> **Exercise description**: Without including any pictures, write out all the entries exactly.

> **Data supplied**:
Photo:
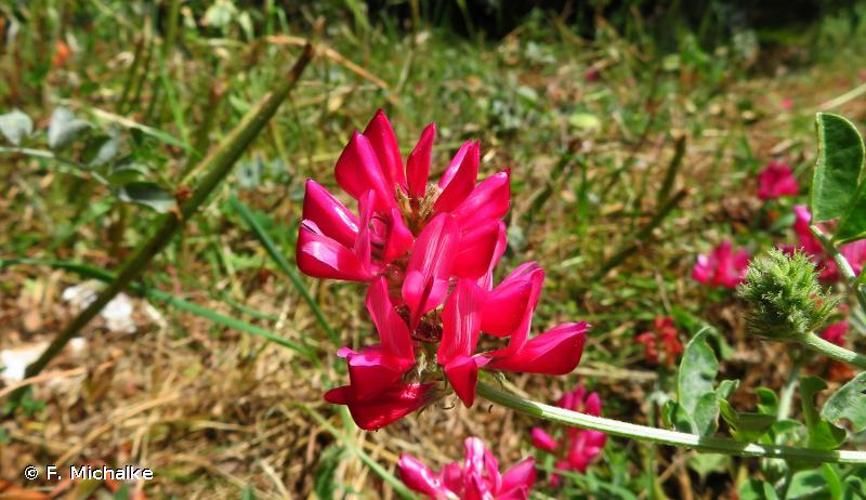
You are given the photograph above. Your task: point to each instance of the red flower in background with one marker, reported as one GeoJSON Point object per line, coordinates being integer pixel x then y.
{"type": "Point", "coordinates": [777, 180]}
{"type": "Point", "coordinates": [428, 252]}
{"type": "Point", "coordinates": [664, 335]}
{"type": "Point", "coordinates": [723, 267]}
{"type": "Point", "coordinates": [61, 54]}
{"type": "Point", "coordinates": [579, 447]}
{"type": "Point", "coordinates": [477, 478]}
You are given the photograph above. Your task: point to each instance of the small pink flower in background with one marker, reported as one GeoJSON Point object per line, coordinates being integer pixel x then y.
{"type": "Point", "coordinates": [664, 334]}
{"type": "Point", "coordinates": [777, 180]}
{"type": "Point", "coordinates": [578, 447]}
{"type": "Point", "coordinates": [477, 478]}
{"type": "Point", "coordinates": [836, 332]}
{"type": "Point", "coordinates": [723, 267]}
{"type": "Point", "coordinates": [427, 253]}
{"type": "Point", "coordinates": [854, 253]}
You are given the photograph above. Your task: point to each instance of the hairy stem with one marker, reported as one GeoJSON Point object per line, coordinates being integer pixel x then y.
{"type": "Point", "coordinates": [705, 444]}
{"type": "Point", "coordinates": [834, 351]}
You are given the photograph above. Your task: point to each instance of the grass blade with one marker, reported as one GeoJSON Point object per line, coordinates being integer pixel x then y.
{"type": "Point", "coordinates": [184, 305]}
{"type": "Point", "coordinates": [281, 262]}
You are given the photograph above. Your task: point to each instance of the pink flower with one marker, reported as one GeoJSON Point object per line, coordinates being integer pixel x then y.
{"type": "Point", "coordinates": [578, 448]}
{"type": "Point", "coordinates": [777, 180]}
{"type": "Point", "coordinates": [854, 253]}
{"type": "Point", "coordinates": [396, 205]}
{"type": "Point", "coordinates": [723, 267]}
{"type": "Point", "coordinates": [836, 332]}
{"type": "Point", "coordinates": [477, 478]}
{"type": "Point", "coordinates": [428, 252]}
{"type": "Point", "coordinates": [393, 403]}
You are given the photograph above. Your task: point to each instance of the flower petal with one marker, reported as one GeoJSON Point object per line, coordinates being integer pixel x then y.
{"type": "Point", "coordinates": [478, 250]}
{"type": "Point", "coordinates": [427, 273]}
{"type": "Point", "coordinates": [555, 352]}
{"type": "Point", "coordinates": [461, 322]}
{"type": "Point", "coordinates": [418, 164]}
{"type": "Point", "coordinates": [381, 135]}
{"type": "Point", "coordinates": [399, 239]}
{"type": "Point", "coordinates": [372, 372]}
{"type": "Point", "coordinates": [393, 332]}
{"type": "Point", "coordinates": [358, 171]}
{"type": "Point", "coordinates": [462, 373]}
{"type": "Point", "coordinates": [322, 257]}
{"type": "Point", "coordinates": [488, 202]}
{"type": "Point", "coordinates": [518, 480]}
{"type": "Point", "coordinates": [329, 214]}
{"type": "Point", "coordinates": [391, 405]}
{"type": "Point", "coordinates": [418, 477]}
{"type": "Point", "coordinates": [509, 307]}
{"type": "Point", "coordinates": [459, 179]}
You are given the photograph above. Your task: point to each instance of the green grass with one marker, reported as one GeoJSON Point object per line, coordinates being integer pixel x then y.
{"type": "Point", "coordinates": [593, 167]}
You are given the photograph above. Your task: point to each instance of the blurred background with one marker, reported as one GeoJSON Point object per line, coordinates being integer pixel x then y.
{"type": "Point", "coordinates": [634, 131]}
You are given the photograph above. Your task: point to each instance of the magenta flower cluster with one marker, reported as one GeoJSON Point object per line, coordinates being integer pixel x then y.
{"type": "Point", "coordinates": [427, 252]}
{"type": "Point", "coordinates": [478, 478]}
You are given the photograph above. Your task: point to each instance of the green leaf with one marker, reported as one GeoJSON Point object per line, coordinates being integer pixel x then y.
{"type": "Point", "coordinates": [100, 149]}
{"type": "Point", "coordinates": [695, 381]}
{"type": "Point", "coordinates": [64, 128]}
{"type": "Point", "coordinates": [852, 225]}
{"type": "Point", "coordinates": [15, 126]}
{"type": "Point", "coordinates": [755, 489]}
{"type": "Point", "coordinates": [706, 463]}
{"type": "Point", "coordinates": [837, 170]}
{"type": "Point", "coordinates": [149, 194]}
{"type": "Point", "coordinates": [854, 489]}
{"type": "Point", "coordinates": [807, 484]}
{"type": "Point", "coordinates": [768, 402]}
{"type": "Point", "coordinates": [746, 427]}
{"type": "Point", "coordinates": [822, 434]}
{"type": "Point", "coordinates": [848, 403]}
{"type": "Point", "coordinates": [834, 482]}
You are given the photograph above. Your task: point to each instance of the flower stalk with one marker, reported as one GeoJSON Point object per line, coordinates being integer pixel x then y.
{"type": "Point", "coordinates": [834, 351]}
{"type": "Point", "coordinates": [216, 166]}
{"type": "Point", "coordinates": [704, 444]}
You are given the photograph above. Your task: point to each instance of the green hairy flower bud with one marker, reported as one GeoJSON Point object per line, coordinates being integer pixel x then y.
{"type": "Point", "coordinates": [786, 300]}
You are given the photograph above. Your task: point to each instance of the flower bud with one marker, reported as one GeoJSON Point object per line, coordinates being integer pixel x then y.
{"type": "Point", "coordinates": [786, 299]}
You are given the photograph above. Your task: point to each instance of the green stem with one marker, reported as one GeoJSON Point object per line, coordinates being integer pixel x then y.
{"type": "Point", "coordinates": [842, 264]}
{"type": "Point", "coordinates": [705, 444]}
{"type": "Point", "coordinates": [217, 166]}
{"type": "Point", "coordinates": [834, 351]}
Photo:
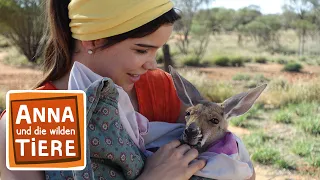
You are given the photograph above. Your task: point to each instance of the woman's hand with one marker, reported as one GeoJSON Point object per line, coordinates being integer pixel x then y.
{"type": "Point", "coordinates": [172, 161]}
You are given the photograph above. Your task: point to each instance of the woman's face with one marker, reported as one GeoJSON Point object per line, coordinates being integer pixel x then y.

> **Written response**:
Photo:
You are given the photograph above. Your task: point to each instance of the red flower in background with one marker, reported as one GeoJSON Point object per line, coordinates being integer pixel x then y.
{"type": "Point", "coordinates": [777, 180]}
{"type": "Point", "coordinates": [428, 252]}
{"type": "Point", "coordinates": [664, 335]}
{"type": "Point", "coordinates": [723, 267]}
{"type": "Point", "coordinates": [61, 54]}
{"type": "Point", "coordinates": [579, 447]}
{"type": "Point", "coordinates": [477, 478]}
You are given the photograph above. Your task: point to each instance of the small pink flower in background with one marker, reported as one GeoJSON Point object per line, coordinates being integer pixel x then y.
{"type": "Point", "coordinates": [664, 334]}
{"type": "Point", "coordinates": [777, 180]}
{"type": "Point", "coordinates": [578, 447]}
{"type": "Point", "coordinates": [477, 478]}
{"type": "Point", "coordinates": [836, 332]}
{"type": "Point", "coordinates": [723, 267]}
{"type": "Point", "coordinates": [427, 253]}
{"type": "Point", "coordinates": [854, 253]}
You are given the photograph above. Your task: point to each instance of the hairy stem with one marker, reported as one GeoJSON Point object per line, coordinates being integer pixel x then y.
{"type": "Point", "coordinates": [705, 444]}
{"type": "Point", "coordinates": [834, 351]}
You are given the photograph above. Your task: point to each instance of the grass blade with one marker, reported as one GeoJSON Point object per line, coordinates being integer pixel x then y.
{"type": "Point", "coordinates": [184, 305]}
{"type": "Point", "coordinates": [281, 262]}
You are given the photograph above. Your task: point to each instance of the pink flower with one marker, reported as one GeoJSON Point object per line, coordinates being integer pixel x then y.
{"type": "Point", "coordinates": [578, 448]}
{"type": "Point", "coordinates": [777, 180]}
{"type": "Point", "coordinates": [854, 253]}
{"type": "Point", "coordinates": [396, 205]}
{"type": "Point", "coordinates": [723, 267]}
{"type": "Point", "coordinates": [836, 332]}
{"type": "Point", "coordinates": [477, 478]}
{"type": "Point", "coordinates": [428, 252]}
{"type": "Point", "coordinates": [393, 403]}
You are given the photograph above. Your task: point to each instance of the flower petal with one marker, reported as one GeoJSON Point object per line, coordinates being integer pixel x then y.
{"type": "Point", "coordinates": [478, 250]}
{"type": "Point", "coordinates": [427, 273]}
{"type": "Point", "coordinates": [555, 352]}
{"type": "Point", "coordinates": [461, 322]}
{"type": "Point", "coordinates": [418, 164]}
{"type": "Point", "coordinates": [381, 135]}
{"type": "Point", "coordinates": [399, 239]}
{"type": "Point", "coordinates": [372, 372]}
{"type": "Point", "coordinates": [393, 332]}
{"type": "Point", "coordinates": [358, 171]}
{"type": "Point", "coordinates": [462, 373]}
{"type": "Point", "coordinates": [322, 257]}
{"type": "Point", "coordinates": [488, 202]}
{"type": "Point", "coordinates": [518, 480]}
{"type": "Point", "coordinates": [329, 214]}
{"type": "Point", "coordinates": [391, 405]}
{"type": "Point", "coordinates": [418, 477]}
{"type": "Point", "coordinates": [509, 307]}
{"type": "Point", "coordinates": [459, 179]}
You are given the photograph above. Your task: point to each instance of the green grass with one marker, reported as one GeoJSON Point object per line, coordinates being integer pixel x then y.
{"type": "Point", "coordinates": [593, 167]}
You are given the photograph above. Your task: point to each instance of the blurred background with one marker, reported as one GeoJSON Point object per line, coordinates being integer pixel x then y.
{"type": "Point", "coordinates": [634, 131]}
You are given the photograph above. Your task: point to each instance of the magenta flower cluster with one marker, reported as one GeoJSON Point object per line, coordinates being integer pixel x then y.
{"type": "Point", "coordinates": [427, 252]}
{"type": "Point", "coordinates": [478, 478]}
You are given the photograph above. Your task: point to each instance of the green leaf with one marker, reported as one GeoJSON Point object per line, coordinates being integer pixel x then y.
{"type": "Point", "coordinates": [100, 149]}
{"type": "Point", "coordinates": [695, 381]}
{"type": "Point", "coordinates": [64, 128]}
{"type": "Point", "coordinates": [852, 225]}
{"type": "Point", "coordinates": [15, 126]}
{"type": "Point", "coordinates": [755, 489]}
{"type": "Point", "coordinates": [706, 463]}
{"type": "Point", "coordinates": [837, 170]}
{"type": "Point", "coordinates": [149, 194]}
{"type": "Point", "coordinates": [854, 489]}
{"type": "Point", "coordinates": [807, 484]}
{"type": "Point", "coordinates": [768, 402]}
{"type": "Point", "coordinates": [746, 427]}
{"type": "Point", "coordinates": [822, 434]}
{"type": "Point", "coordinates": [848, 403]}
{"type": "Point", "coordinates": [834, 482]}
You are given the photograph above. Your task: point to each instance of the flower stalk with one marker, reported as one GeoJSON Point object per line, coordinates being integer pixel x then y.
{"type": "Point", "coordinates": [834, 351]}
{"type": "Point", "coordinates": [216, 166]}
{"type": "Point", "coordinates": [704, 444]}
You are given the photograph above. Your task: point to each instance of the green hairy flower bud with one marker, reported as one GeoJSON Point object per line, coordinates being integer pixel x then y.
{"type": "Point", "coordinates": [786, 300]}
You are given the photograph above. Your task: point to each instance of the flower bud with one marker, reported as one GeoJSON Point object per line, coordinates being integer pixel x then y.
{"type": "Point", "coordinates": [786, 299]}
You are given the photograph above. Your task: point to each instance of the green stem with one marker, reported as one GeoJSON Point object per line, coordinates being integer pixel x then y.
{"type": "Point", "coordinates": [842, 264]}
{"type": "Point", "coordinates": [705, 444]}
{"type": "Point", "coordinates": [217, 166]}
{"type": "Point", "coordinates": [834, 351]}
Photo:
You are given the photograph above. Your task: point to each instance of the woman's hand with one marker, reported as one GeoJSON Point object per line, coordinates being integer pixel x then y.
{"type": "Point", "coordinates": [172, 161]}
You are given the photograph above. Your task: point to each instance of the woman's face with one marker, reported as one GeoJSON Point object per line, coordinates being integer pixel x then y.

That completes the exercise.